Objective: Which lines in the entries below contain the string "white"? Return each such line in full, treating case as significant.

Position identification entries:

======

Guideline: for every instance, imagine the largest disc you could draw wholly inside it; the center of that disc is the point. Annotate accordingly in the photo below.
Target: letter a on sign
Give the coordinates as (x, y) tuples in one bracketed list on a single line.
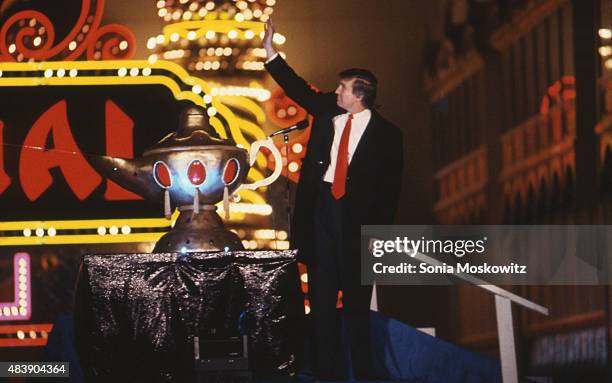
[(36, 160)]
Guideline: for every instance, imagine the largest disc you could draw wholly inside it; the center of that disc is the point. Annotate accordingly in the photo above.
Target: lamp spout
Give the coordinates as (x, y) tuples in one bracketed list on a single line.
[(133, 175)]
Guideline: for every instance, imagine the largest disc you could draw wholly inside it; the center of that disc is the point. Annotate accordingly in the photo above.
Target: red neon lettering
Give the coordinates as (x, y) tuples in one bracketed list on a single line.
[(35, 161), (119, 143), (5, 180)]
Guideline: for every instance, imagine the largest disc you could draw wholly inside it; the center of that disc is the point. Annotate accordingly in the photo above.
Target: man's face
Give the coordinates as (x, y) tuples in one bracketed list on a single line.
[(345, 97)]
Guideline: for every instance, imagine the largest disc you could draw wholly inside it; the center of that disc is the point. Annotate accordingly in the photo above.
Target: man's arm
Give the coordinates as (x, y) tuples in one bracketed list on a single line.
[(294, 86)]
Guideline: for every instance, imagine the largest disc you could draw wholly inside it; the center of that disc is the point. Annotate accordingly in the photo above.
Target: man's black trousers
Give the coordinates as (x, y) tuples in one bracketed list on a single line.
[(336, 266)]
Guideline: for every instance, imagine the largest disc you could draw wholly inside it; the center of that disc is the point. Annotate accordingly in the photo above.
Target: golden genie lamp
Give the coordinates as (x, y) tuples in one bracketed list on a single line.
[(192, 169)]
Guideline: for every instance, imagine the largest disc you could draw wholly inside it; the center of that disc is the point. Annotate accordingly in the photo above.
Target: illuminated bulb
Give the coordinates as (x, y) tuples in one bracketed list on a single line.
[(151, 42), (605, 51), (293, 167), (297, 148), (605, 33), (279, 39)]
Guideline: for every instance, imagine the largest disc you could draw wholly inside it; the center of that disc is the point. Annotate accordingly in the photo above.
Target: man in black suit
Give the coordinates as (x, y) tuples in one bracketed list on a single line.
[(350, 176)]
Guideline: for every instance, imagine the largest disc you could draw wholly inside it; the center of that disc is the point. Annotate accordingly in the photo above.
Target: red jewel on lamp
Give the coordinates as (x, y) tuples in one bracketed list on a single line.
[(163, 177), (230, 174), (161, 174), (231, 171), (196, 173)]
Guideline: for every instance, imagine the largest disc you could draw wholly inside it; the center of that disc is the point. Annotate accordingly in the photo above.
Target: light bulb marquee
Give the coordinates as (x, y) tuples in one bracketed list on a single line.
[(214, 37)]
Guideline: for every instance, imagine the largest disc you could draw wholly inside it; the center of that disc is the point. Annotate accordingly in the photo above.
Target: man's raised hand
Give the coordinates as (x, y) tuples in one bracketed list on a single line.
[(267, 40)]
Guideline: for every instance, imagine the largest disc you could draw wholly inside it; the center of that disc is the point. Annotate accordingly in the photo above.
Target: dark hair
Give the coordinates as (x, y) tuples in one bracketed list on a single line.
[(364, 85)]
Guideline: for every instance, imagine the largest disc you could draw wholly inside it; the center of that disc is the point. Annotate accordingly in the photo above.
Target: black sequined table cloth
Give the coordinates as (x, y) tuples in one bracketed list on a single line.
[(136, 314)]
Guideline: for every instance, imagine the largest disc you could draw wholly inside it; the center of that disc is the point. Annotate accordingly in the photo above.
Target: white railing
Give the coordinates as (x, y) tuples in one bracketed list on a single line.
[(503, 310)]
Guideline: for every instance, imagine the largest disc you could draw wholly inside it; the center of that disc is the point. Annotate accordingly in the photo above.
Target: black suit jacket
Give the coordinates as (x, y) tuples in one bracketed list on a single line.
[(374, 174)]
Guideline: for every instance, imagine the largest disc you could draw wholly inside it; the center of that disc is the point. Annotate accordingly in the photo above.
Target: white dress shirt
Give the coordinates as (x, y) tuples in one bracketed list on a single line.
[(358, 125)]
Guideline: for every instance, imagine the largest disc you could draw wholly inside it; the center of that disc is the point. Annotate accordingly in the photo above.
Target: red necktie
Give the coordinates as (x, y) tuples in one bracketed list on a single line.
[(339, 185)]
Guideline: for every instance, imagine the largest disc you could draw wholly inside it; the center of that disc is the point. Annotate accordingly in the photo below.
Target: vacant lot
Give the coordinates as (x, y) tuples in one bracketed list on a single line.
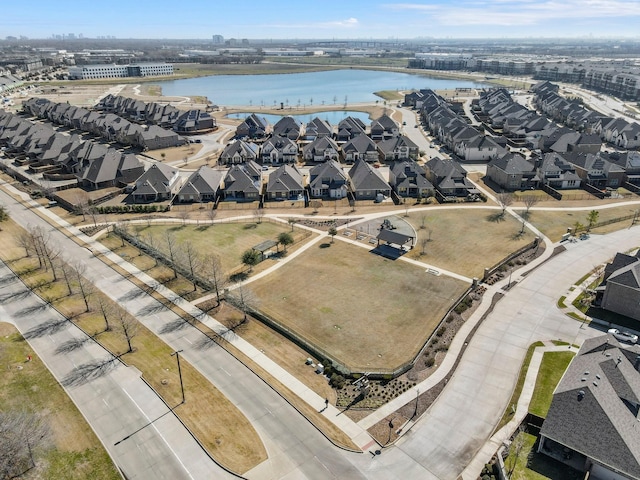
[(226, 240), (74, 452), (555, 224), (466, 241), (367, 311)]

======

Result:
Target: white railing
Target: white dress shirt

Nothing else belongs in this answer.